Nasce la nuova rubrica: Chi fa da se fa per tre. Un breve editoriale di presentazione e la prima intervista con Paolo Spaccamonti
Di Marco Paolucci foto in home page di Antonetta Lagrande
10/05/2012: Breve editoriale di presentazione: dopo un periodo di riflessione ho deciso di creare una nuova sottocategoria/rubrica nella sezione interviste: come la precedente Quattro Chiacchiere Digitali che fa riferimento soprattutto ad etichette e a band musicali, ho deciso di creare la sottocategoria/rubrica intitolata Chi fa da sé fa per tre. Questa sarà incentrata per questo primo periodo di sperimentazione esclusivamente su interviste ad artisti che prediligono o hanno prediletto vivere il loro essere musicisti in maniera autonoma, solisti nella definizione più accentuata, che chiaramente possono accompagnarsi nel corso della loro attività con un numero imprecisato di collaboratori ma che principalmente e in maniera precipua tendono a far uscire le loro produzioni in completa autonomia, possiamo dire solitudine, creativa. Da qui il titolo della sottocategoria/rubrica. L’impostazione dell’intervista comprenderà una serie di domande più o meno standard nel numero e negli argomenti trattati; cercherò chiaramente, per quanto sia possibile, di adattarle all’artista che mano mano mi troverò ad intervistare, cercando di instaurare con chi mi risponde un dialogo costruttivo per entrambi, per me che voglio farlo conoscere meglio e per lui che vuole farsi conoscere meglio. L’inaugurazione di questa nuova “deviazione” di Kathodik spetta a Paolo Spaccamonti, chitarrista che ritrova a suo agio nella scena improvvisativa in solitaria ma che riesce con disinvoltura a dialogare proficuamente anche con altri media. A voi il risultato di questa prima volta di Chi fa da sé fa per tre:
1. Quali sono le tue origini come musicista? In particolare come è nata l’idea di suonare la chitarra? Perché hai scelto questo strumento?

(Estratti di dati con riquadri di delimitazione)
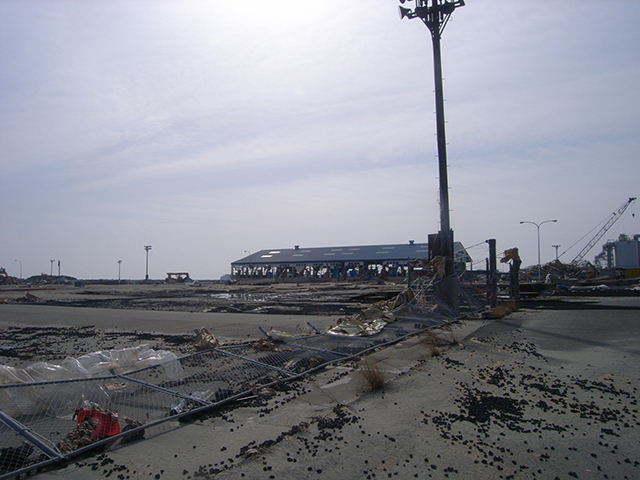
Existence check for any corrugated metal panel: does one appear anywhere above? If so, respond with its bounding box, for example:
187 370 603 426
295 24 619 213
231 242 466 266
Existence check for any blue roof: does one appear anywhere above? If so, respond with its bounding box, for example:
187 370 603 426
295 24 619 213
231 242 471 265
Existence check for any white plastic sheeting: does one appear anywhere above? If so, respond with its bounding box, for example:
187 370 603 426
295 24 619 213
0 344 182 385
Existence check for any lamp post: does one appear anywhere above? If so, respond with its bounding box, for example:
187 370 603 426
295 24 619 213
398 0 464 311
520 220 557 281
144 245 151 281
245 250 253 276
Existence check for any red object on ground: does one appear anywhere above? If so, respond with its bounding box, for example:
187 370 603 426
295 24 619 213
76 408 120 440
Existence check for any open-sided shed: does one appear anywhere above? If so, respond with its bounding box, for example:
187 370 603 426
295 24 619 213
231 241 471 279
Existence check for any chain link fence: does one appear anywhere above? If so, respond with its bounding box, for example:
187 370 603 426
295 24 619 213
0 280 484 480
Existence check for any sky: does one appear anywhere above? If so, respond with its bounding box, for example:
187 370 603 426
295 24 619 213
0 0 640 279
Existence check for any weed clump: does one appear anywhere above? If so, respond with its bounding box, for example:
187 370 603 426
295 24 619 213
358 360 386 390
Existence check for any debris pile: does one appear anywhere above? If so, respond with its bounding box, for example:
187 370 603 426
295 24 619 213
327 289 415 336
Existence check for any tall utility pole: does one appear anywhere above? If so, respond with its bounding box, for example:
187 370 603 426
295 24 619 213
144 245 151 281
399 0 464 310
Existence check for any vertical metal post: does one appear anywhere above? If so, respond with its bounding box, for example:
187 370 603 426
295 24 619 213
487 238 498 307
144 245 151 281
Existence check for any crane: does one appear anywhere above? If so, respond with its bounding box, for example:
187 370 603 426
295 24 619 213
571 197 636 264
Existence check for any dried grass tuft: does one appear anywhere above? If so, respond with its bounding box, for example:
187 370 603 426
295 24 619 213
358 360 386 390
488 300 518 318
429 345 442 357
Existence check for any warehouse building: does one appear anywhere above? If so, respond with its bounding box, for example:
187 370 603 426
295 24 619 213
231 241 471 280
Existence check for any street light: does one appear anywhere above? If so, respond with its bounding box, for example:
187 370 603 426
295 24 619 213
520 220 557 281
244 250 253 276
144 245 151 281
398 0 464 310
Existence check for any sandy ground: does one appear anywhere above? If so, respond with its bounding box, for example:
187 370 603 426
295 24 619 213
0 298 640 479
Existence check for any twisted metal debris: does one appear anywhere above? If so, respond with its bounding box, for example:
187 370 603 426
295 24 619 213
0 280 484 480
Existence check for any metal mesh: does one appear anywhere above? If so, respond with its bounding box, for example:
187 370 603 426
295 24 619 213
0 289 482 479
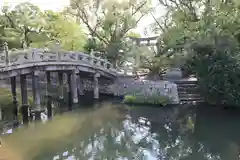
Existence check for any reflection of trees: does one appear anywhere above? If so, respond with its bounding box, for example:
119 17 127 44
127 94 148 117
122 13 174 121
32 104 239 160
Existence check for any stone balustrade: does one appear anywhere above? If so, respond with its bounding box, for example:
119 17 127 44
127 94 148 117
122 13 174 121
0 48 116 71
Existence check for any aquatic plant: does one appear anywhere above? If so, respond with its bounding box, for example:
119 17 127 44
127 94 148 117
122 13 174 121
0 88 33 119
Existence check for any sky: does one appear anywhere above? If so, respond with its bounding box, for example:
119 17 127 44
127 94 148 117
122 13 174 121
0 0 164 36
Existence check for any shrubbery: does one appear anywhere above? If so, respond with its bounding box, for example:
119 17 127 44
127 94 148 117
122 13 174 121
123 95 171 106
185 36 240 106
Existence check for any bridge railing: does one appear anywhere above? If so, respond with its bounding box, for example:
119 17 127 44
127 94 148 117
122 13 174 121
0 43 117 72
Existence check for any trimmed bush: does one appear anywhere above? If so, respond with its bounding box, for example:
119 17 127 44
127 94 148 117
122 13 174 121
123 95 171 106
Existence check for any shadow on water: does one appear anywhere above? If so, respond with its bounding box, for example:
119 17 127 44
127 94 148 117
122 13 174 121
0 102 240 160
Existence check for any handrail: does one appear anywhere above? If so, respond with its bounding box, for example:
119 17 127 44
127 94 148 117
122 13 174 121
0 48 117 72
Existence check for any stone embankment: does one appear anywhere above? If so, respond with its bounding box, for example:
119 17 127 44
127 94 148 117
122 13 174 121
109 77 179 104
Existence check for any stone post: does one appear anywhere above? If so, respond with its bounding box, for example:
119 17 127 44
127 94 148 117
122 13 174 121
58 72 64 100
20 74 29 124
70 70 78 104
56 40 61 61
93 73 100 99
67 73 72 110
32 71 41 120
11 76 18 120
77 73 84 96
3 42 9 66
46 71 52 118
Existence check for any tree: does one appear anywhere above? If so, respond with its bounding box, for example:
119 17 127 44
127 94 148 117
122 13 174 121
33 11 86 51
0 2 86 50
1 2 44 48
68 0 150 66
149 0 240 106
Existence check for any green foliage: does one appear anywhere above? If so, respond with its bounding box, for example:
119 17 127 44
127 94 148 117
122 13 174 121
149 0 240 106
0 2 86 50
188 37 240 106
123 95 171 106
67 0 150 66
0 88 33 110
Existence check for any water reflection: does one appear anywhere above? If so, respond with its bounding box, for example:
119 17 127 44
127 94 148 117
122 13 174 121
0 103 240 160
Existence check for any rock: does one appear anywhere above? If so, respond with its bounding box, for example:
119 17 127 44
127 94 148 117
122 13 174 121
163 68 182 80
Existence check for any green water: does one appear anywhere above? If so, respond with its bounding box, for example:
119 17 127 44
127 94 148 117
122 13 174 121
0 102 240 160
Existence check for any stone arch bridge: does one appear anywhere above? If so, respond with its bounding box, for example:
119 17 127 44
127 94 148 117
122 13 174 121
0 43 118 121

Da svolgere:
1/ Rispondi a queste domande sull'editoriale che presenta la nuova rubrica:
(a) Qual è il titolo della nuova sottocategoria/rubrica?
(b) Quale rubrica precedente viene nominata come termine di paragone?
(c) A chi spetta l'inaugurazione della rubrica?
2/ Scrivi il seguito del testo sulla rubrica Chi fa da sé fa per tre, cominciando subito dopo la prima domanda dell'intervista.

Esiti dei compiti:
1/
(a) Chi fa da sé fa per tre.
(b) Quattro Chiacchiere Digitali.
(c) A Paolo Spaccamonti, chitarrista.

2/
(foto di Bruben) La chitarra è stato il mezzo più comodo ed economico per iniziare oltre ad essere lo strumento popolare per eccellenza, dall’approccio più “semplice”, a differenza ad esempio di strumenti a fiato o ad arco che richiedono una disciplina d’acciaio. Col tempo ho fatto poi di necessità virtù anche se non mi considero un chitarrista tout court; il matrimonio poteva avvenire anche con altri strumenti.
2. Come nascono i tuoi brani? A chi ti ispiri quando componi? Quali sono i tuoi “cattivi maestri”?
Sicuramente l’urgenza prevale anche se ad oggi non lo so ancora. Suonare mi fa stare bene e quando nasce un nuovo brano è festa grande. A volte un’idea arriva e basta, si tratta poi di levigarla. Altre volte è come domare un cavallo selvaggio ed uscirne vivi è un mezzo miracolo… altre ancora capita di svegliarsi con un motivetto in testa che aspetta solo di esser trascritto. Non credo poi di ispirarmi a nessuno in particolare, ascolto molta musica e continuo ad appassionarmene. Sicuramente alcuni ascolti vengono poi inconsciamente filtrati e riportati sui propri lavori ma credo che succeda a tutti i musicisti, è normale. In fondo non credo di inventare nulla, mi limito a trascrivere angosce e gioie quotidiane.
3. Ascoltando i tuoi album e leggendo di rimando la tua biografia l’impressione che ne viene, comprovata dalle tue collaborazioni, è che tu abbia uno stile fortemente evocativo nel senso cinematografico, con rimandi a autori visionari come ad esempio David Lynch. Mi spiego meglio, i tuoi brani nel loro sviluppo creano nell’ascoltatore uno stato di progressiva inquietudine che non si disvela mai totalmente, lasciando una sorta di ricordo fantasma che aleggia anche dopo che tu hai concluso il brano. Che ne pensi, condividi questa interpretazione del tuo stile chitarristico?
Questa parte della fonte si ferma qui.